WHAT TO DO
Please output everything from the line that contains "Objective — one point per instance of the rocky trail" down to the line that contains "Target: rocky trail", copied exactly and with nothing else included.
..........
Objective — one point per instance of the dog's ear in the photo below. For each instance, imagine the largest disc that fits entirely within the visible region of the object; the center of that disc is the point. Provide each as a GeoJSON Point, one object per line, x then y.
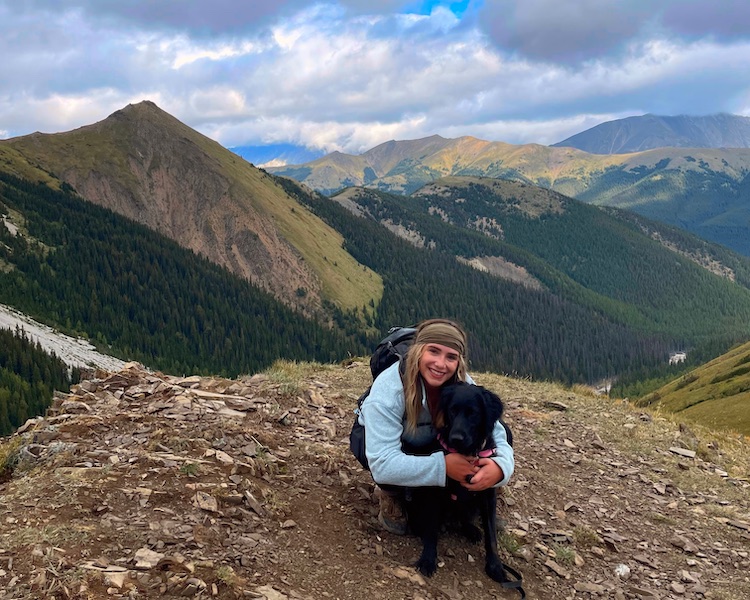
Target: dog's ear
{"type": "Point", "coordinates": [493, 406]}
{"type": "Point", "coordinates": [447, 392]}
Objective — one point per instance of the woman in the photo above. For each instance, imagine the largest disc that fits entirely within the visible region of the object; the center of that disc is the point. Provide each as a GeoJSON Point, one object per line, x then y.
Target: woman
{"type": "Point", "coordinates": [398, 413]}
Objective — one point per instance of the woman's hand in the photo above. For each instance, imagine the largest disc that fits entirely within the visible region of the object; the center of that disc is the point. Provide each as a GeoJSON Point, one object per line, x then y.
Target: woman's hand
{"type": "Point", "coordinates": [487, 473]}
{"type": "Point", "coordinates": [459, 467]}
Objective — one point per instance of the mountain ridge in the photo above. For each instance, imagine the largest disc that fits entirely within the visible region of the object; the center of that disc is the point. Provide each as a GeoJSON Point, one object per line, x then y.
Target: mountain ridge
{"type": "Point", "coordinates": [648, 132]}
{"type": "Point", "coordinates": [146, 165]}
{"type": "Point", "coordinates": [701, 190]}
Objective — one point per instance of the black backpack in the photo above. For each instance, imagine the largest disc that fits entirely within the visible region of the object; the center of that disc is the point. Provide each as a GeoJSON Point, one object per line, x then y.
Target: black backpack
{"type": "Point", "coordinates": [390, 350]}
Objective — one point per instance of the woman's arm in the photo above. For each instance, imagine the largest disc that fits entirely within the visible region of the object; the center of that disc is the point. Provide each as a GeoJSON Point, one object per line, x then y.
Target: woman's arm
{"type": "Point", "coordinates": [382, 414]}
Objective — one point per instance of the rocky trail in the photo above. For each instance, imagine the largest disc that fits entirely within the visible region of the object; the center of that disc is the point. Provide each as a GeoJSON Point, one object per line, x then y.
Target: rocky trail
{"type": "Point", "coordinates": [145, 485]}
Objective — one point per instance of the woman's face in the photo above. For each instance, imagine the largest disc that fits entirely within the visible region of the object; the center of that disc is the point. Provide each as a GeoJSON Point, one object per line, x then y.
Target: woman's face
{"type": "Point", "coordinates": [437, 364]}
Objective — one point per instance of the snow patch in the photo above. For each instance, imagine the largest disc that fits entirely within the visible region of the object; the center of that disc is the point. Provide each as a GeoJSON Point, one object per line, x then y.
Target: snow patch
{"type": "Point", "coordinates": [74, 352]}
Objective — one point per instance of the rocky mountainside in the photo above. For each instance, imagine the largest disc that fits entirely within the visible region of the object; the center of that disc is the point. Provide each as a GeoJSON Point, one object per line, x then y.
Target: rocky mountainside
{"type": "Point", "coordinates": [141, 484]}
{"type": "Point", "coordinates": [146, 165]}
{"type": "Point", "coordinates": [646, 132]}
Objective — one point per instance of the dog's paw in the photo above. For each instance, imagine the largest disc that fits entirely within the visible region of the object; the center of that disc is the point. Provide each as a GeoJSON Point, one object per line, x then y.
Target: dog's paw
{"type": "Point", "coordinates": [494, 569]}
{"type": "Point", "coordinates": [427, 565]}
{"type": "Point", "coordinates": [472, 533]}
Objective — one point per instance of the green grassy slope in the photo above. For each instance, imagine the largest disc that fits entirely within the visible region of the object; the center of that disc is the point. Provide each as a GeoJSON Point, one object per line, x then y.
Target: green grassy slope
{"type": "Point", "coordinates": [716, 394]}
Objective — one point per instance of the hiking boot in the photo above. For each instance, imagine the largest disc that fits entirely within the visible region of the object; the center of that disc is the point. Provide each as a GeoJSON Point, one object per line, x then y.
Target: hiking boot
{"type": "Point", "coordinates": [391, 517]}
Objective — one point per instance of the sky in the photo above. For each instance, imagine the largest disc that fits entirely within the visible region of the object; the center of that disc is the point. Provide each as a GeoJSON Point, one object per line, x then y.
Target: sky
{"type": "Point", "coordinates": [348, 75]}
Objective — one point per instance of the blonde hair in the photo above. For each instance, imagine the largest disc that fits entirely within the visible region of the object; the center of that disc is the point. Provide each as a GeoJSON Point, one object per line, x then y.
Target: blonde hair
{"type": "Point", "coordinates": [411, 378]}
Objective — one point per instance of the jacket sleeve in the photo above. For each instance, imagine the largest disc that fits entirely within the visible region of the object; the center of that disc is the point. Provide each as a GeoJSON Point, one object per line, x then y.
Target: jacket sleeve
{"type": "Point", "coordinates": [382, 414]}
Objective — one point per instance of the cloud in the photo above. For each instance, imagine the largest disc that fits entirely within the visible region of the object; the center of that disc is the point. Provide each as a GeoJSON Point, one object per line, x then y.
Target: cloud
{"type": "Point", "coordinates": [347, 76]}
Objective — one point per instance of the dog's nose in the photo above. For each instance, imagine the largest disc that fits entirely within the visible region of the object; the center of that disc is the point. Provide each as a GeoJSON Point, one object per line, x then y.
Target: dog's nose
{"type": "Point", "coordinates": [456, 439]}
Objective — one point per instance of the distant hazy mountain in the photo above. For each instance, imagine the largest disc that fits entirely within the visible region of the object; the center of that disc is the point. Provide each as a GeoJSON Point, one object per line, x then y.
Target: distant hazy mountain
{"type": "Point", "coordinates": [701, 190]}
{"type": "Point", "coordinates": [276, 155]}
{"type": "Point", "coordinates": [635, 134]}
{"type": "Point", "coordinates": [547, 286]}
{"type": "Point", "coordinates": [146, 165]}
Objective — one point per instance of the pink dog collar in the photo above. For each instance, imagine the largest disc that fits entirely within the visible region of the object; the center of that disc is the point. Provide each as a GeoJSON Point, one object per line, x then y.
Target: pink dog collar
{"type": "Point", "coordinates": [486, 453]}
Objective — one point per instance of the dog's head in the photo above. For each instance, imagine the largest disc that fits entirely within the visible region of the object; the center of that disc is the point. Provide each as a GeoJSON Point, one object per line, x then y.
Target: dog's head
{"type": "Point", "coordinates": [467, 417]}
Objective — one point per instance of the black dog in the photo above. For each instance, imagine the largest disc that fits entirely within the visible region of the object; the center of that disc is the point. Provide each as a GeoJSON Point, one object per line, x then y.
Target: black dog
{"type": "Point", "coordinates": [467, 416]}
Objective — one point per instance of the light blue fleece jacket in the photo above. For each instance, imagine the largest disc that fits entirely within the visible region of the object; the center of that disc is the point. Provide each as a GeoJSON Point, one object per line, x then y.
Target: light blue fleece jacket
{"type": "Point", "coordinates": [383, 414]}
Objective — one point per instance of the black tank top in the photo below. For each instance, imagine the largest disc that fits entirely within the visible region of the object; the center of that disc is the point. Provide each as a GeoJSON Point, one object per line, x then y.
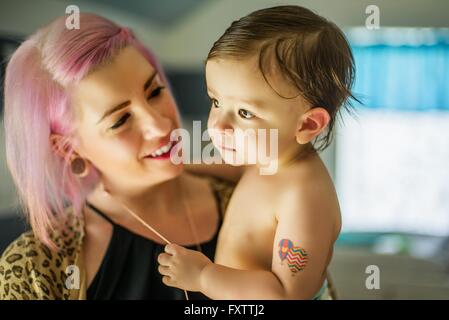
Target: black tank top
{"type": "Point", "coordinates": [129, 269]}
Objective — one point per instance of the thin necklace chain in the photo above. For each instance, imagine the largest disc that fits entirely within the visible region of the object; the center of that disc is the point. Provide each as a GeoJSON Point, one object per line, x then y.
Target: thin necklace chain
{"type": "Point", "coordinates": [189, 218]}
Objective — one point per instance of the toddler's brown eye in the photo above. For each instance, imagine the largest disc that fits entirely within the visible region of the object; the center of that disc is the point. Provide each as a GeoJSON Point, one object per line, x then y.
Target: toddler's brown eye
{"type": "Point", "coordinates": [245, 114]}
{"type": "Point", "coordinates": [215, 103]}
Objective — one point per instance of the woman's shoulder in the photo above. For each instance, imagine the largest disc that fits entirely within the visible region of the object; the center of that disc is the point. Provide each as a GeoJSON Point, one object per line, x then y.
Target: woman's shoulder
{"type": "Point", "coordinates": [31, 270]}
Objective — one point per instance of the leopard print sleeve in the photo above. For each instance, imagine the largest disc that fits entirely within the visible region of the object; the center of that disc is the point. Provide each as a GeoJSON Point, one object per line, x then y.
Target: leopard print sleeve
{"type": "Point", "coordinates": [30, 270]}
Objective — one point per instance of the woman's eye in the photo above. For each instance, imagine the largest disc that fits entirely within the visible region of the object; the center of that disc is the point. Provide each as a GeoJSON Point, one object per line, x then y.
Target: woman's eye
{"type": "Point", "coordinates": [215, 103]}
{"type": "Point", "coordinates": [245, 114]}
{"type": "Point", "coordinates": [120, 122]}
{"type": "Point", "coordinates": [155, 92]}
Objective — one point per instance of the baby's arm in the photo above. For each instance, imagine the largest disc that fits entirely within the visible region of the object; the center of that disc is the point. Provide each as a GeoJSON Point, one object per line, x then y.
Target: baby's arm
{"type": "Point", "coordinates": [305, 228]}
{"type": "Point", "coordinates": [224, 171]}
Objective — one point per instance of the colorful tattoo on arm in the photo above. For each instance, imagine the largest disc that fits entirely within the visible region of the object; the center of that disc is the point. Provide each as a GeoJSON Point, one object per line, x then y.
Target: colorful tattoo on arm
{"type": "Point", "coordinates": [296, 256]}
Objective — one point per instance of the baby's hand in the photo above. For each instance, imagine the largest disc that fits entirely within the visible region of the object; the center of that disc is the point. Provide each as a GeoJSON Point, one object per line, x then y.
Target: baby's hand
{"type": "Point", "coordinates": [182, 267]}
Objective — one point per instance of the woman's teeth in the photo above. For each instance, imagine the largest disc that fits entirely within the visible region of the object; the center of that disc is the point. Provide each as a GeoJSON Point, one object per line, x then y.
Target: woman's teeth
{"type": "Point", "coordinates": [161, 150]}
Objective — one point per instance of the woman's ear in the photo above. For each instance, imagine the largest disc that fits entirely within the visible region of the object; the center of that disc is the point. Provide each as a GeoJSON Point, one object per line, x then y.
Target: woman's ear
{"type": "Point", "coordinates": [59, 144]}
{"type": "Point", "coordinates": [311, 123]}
..........
SOLUTION FOR THIS TASK
Objective — one point per instance of the rocky trail in the photo above. For each instance, imagine the largest disc that fits entirely within the visible region of the object; the center of that disc is the point. Provide each as a GeoJSON Point, one object per line, x then y.
Target: rocky trail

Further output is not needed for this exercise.